- [How to complete this task] In the copy, keep every word of the data below and none of its pictures.

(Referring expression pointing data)
·····

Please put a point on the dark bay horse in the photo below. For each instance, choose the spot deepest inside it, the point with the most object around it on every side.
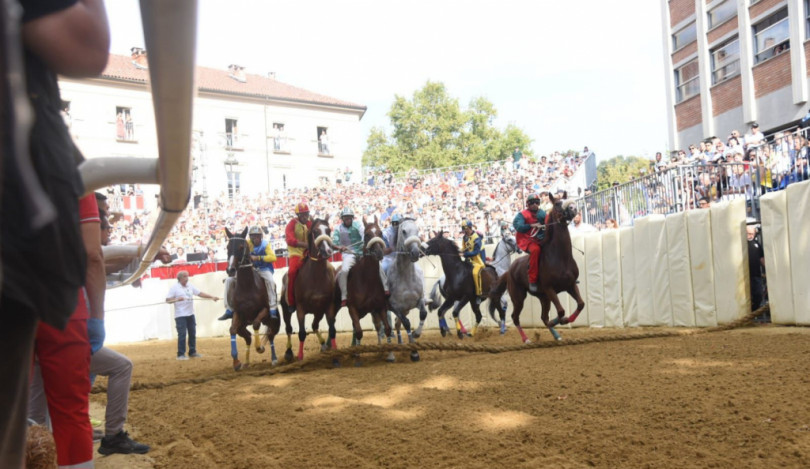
(366, 293)
(459, 287)
(558, 273)
(314, 289)
(248, 300)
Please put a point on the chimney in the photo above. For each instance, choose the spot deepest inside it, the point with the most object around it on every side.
(237, 72)
(139, 58)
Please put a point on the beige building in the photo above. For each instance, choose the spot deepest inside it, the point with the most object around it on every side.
(253, 134)
(730, 63)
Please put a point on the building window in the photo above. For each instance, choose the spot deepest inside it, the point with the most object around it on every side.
(726, 61)
(124, 126)
(233, 181)
(771, 36)
(684, 36)
(686, 80)
(280, 138)
(231, 134)
(323, 142)
(722, 13)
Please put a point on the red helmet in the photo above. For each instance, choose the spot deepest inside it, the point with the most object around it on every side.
(301, 208)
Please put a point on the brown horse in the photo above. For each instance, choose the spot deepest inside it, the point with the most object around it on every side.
(366, 293)
(459, 286)
(314, 289)
(247, 297)
(558, 273)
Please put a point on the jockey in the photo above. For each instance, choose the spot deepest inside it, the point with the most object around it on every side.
(390, 237)
(474, 251)
(529, 227)
(263, 256)
(296, 235)
(348, 236)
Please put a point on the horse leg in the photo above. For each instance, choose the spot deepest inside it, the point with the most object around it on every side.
(257, 323)
(518, 295)
(461, 331)
(477, 311)
(302, 332)
(574, 292)
(406, 323)
(234, 352)
(422, 316)
(545, 302)
(316, 325)
(443, 328)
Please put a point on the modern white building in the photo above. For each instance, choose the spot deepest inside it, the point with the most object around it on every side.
(730, 63)
(253, 134)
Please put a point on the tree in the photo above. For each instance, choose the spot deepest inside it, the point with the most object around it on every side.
(431, 130)
(619, 169)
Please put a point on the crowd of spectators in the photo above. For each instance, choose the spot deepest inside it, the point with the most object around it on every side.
(486, 194)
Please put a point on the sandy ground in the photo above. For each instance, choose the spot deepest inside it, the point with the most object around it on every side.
(725, 399)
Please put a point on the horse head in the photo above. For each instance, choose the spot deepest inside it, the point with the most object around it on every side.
(372, 239)
(439, 245)
(237, 251)
(408, 241)
(320, 239)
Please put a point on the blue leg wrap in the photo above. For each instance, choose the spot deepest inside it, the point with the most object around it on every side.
(234, 354)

·····

- [Reply]
Please put a point on the dark bay horse in the photo below. For each instance, choose the spot deepest inside it, the point with the most object around it on every side.
(366, 293)
(459, 287)
(558, 273)
(314, 289)
(248, 300)
Please put a point on the chimney in the photo above. For each instance, choose the spot deepest inside it, the point with the most object around it on every side.
(237, 72)
(139, 58)
Please put a point on the beige building in the photo above. For each instance, choose the spot deepest inside it, the point with the most object around it on every side.
(253, 134)
(730, 63)
Please put a point on the building window in the photo above. For each instance, choose the spot deepest inside it, the point with the most object around it on every side.
(726, 61)
(124, 126)
(233, 181)
(771, 36)
(684, 36)
(686, 80)
(280, 138)
(231, 134)
(323, 142)
(722, 13)
Please put a point on the red helmet in the photo above. For each instance, choose the spot deepest inside it, the point with the most object around it on every side.
(301, 208)
Please put a point on the brown horse in the photo above. For each instance, choose the spot deepest inside it, the point with the most object around it on every side.
(366, 293)
(459, 286)
(314, 289)
(247, 297)
(558, 273)
Please put a point on the jockey in the photo above. For each instance, choose the spot deepest inside it, the point with the most object around it on every side.
(390, 237)
(474, 251)
(529, 227)
(263, 256)
(296, 235)
(348, 236)
Please put a point on the horse leg in the photo above. For each instance, choose the spot deepest inside it, the point with the most object around it on every side.
(257, 323)
(518, 295)
(461, 331)
(477, 311)
(302, 332)
(574, 292)
(406, 323)
(234, 352)
(422, 316)
(545, 302)
(316, 325)
(443, 328)
Please put a point on the modern white building in the photo above. For each instance, choose the spot deepest inside it, the point with the most object around it on every side.
(730, 63)
(253, 134)
Please put a point on the tree in the photo above. For each instance, choose the spot deepest inside it, the point with the most object around it on every side.
(431, 130)
(619, 169)
Please put a point on the crowd of spectators in the photo above. For each instance, choose the spot deepest inside it, the point with the most object around it on every side.
(486, 194)
Please put a point on the sandy ground in the photo above. For each instance, choose the spot deepest inside it, the point with the most object around it on every side.
(725, 399)
Please put a point on the horse head in the photo above. For each instance, choose the spot deepest inside it, the point with the most object around it on every side.
(372, 239)
(439, 245)
(237, 251)
(408, 241)
(320, 239)
Please put a point on the blue leg wrap in the photo above. For each instance, choose the spot deepest inside it, the point with the most object around it on every side.
(234, 354)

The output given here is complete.